Output all of the records again, exactly as written.

BEGIN EXERCISE DATA

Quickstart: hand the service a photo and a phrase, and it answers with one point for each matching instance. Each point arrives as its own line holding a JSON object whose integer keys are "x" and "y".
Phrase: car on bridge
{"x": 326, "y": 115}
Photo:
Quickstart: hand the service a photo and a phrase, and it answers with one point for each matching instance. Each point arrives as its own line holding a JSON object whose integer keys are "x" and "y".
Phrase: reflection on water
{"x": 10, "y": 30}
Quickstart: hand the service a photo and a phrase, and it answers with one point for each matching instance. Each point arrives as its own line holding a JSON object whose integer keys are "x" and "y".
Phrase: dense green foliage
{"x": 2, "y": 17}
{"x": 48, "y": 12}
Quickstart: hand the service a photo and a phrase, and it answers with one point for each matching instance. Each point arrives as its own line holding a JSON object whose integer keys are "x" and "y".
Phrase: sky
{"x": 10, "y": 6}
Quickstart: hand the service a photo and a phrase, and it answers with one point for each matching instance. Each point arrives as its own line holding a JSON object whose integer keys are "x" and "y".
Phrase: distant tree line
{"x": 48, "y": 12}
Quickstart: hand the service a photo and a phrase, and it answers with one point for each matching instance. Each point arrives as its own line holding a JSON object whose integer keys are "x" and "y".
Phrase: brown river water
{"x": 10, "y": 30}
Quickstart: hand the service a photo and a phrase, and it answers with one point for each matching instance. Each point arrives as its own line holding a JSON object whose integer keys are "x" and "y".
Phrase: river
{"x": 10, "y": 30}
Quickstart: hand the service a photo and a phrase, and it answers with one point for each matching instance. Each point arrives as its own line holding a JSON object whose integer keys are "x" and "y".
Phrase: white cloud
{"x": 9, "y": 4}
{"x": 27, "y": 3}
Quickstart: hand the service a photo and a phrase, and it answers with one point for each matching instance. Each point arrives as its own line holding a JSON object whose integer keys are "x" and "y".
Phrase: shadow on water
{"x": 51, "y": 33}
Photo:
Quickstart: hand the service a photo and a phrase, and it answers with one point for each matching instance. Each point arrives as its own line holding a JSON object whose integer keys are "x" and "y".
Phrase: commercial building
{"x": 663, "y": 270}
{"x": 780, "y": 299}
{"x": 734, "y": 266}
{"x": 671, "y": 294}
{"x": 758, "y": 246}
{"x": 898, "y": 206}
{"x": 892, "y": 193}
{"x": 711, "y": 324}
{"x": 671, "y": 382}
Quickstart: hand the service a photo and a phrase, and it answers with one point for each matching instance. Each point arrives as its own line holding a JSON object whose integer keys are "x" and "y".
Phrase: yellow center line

END EXERCISE DATA

### ANSWER TO THIS TASK
Quickstart: hand the service a photo and a phrase, and it answers with one point for each matching instance. Each point arrives as its own line holding a JSON object whose integer keys are "x" and "y".
Phrase: car on bridge
{"x": 326, "y": 115}
Photo:
Quickstart: hand the service a photo and a phrase, and it answers with one point for each matching instance. Each point arrives as its own line holding a JSON object whose integer keys are "x" and "y".
Phrase: reflection on water
{"x": 10, "y": 30}
Quickstart: hand the service a photo and a phrase, and it answers with one point for each matching instance. Each point arrives as its own line holding a JSON object whose integer keys are "x" and "y".
Phrase: dense green foliage
{"x": 2, "y": 17}
{"x": 48, "y": 12}
Quickstart: hand the service a photo and a phrase, and it answers with one point for each matching instance. Each point arrives as its own line holding a JSON object whose integer keys are "x" and "y".
Phrase: sky
{"x": 10, "y": 6}
Quickstart: hand the service a photo and a phrase, and it answers with one point for each matching instance. Each point arrives as its own line holding a JSON object whose integer keys are "x" and "y".
Phrase: distant tree line
{"x": 48, "y": 12}
Quickstart: hand the service a photo and a phrase, and it answers with one point for each matching instance. Each point arrives as its own line holding a JSON object whose integer keys are "x" and "y".
Phrase: brown river water
{"x": 10, "y": 30}
Quickstart: hand the service a photo and a phrase, and it answers with one point for each matching instance. Each point arrives as its own line holding a JSON object whose integer keys are "x" and "y".
Phrase: river
{"x": 10, "y": 30}
Quickstart: hand the service a photo and a phrase, and it answers with one point for each matching instance. Each point arrives as its own line holding a JSON object whose integer keys are "x" and "y".
Phrase: white cloud
{"x": 9, "y": 4}
{"x": 27, "y": 3}
Quickstart: hand the service a photo and a phrase, and it answers with one point for each matching instance. Each point arrives as its own line holding a JSON object whose integer keys are "x" and "y".
Phrase: shadow on water
{"x": 51, "y": 33}
Photo:
Quickstart: hand the service a photo and a phrase, and it answers with one point for each matching instance. Each point arrives as its own line holding a JSON object whose integer keys are "x" and "y".
Phrase: commercial building
{"x": 663, "y": 270}
{"x": 780, "y": 299}
{"x": 734, "y": 266}
{"x": 671, "y": 294}
{"x": 758, "y": 246}
{"x": 898, "y": 206}
{"x": 892, "y": 193}
{"x": 711, "y": 324}
{"x": 671, "y": 382}
Quickstart: hand the service a photo and a phrase, and it answers with one point for each matching instance. Each point arrives as its own line holding a JSON object whose integer keys are "x" and "y".
Phrase: yellow center line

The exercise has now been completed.